- _List of tasks_:
A. In the forum thread on X2Y capacitors, what does connecting the X2Y caps that way on single-ended signal lines effectively do?
B. List every placement the forum thread on X2Y capacitors gives for connecting an X2Y device or X2Y caps.

- _Passage_:
Pictures Page 11, 12

A bit more RF based stuff.

http://www.eas.uccs.edu/wickert/ece5250/notes/RFMicrowave-PCB-Design-and-Layout.pdf

I can short the input lines to ground right at the op amp and it makes no difference at all with the noise.

Look at these, I dont think the X2Ys are correct for your implementation
http://www.tdk.co.jp/tefe02/e9611_ach.pdf
If you look at your schematic you are shorting out the devices, only one device should be between the In + and In -, they act as common mode devices, or between the in R and in L.
Just an initial thought on the input ones, but worth checking.

On single ended signal lines you can connect the X2Y caps like that. It effectively doubles capacitance. Basically like placing 2 very low ESR/Inductance 100pf caps in parallel. First figure on this page

X2Y for IC Power Bypass
 
I looked at that page and it didn't register, woops, I was looking at it in terms of power supply decoupling not line noise suppression, also when looking at the schematic I forget it is two seperate capacitors.
The TDK parts above were used for all inputs on a radio and vehicle communications system, again though talking to the engineer on that project, it is hard to totaly eliminate mobile phone interference.
Again looking through all we do and talking to a fepeople, at the end of the day thats why they dont want mobile phones in operating theatres etc, its almost impossible to keep that level of noise out without extrame engineering and shielding.
 
I looked at that page and it didn't register, woops, I was looking at it in terms of power supply decoupling not line noise suppression, also when looking at the schematic I forget it is two seperate capacitors.
The TDK parts above were used for all inputs on a radio and vehicle communications system, again though talking to the engineer on that project, it is hard to totaly eliminate mobile phone interference.

- _Data_:
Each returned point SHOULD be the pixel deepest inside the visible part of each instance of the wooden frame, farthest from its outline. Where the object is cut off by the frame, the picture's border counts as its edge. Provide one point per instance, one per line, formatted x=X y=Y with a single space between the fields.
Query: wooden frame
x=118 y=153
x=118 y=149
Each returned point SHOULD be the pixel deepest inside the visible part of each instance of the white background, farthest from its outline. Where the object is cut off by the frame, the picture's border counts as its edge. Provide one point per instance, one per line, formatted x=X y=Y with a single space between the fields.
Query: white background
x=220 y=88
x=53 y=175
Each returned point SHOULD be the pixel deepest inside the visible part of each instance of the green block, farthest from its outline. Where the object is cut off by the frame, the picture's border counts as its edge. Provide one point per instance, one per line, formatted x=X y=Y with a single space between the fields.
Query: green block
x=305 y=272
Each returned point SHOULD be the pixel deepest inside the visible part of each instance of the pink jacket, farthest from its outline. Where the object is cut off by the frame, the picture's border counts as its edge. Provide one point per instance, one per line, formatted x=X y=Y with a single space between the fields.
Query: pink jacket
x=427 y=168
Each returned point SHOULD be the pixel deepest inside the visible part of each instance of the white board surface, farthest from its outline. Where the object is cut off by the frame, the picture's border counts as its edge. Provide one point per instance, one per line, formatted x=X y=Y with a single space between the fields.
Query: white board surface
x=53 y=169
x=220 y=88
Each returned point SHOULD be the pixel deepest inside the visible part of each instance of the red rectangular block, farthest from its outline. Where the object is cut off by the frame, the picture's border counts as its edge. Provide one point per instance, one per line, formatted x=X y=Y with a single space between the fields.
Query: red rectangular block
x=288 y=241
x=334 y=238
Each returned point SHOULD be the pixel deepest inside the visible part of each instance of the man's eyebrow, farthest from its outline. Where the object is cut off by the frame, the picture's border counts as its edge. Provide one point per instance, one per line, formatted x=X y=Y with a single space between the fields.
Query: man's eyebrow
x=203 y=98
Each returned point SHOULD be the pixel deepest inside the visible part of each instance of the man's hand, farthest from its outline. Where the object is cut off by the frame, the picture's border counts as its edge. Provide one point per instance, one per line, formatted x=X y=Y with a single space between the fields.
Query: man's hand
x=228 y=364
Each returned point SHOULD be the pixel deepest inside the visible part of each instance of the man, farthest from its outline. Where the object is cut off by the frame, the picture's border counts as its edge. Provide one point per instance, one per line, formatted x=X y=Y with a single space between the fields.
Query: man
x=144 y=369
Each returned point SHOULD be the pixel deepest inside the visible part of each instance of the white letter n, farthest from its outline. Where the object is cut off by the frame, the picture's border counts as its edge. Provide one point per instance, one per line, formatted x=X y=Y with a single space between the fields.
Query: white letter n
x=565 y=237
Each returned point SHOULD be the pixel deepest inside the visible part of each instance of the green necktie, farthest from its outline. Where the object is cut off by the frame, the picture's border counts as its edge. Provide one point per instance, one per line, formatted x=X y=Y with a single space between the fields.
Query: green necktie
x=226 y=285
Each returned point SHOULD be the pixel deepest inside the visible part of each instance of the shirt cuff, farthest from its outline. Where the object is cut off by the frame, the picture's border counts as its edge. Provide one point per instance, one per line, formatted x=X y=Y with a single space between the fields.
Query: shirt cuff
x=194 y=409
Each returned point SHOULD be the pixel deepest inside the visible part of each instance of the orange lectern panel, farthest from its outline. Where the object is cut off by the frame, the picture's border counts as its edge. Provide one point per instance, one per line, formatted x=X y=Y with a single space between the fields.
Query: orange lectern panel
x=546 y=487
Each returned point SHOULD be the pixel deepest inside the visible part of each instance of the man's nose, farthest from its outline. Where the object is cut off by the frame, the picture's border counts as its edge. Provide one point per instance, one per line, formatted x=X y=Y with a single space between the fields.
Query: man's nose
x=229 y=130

- _Solution set_:
A. It effectively doubles capacitance.

B.
- Between the In + and In -
- Between the in R and in L
- On single-ended signal lines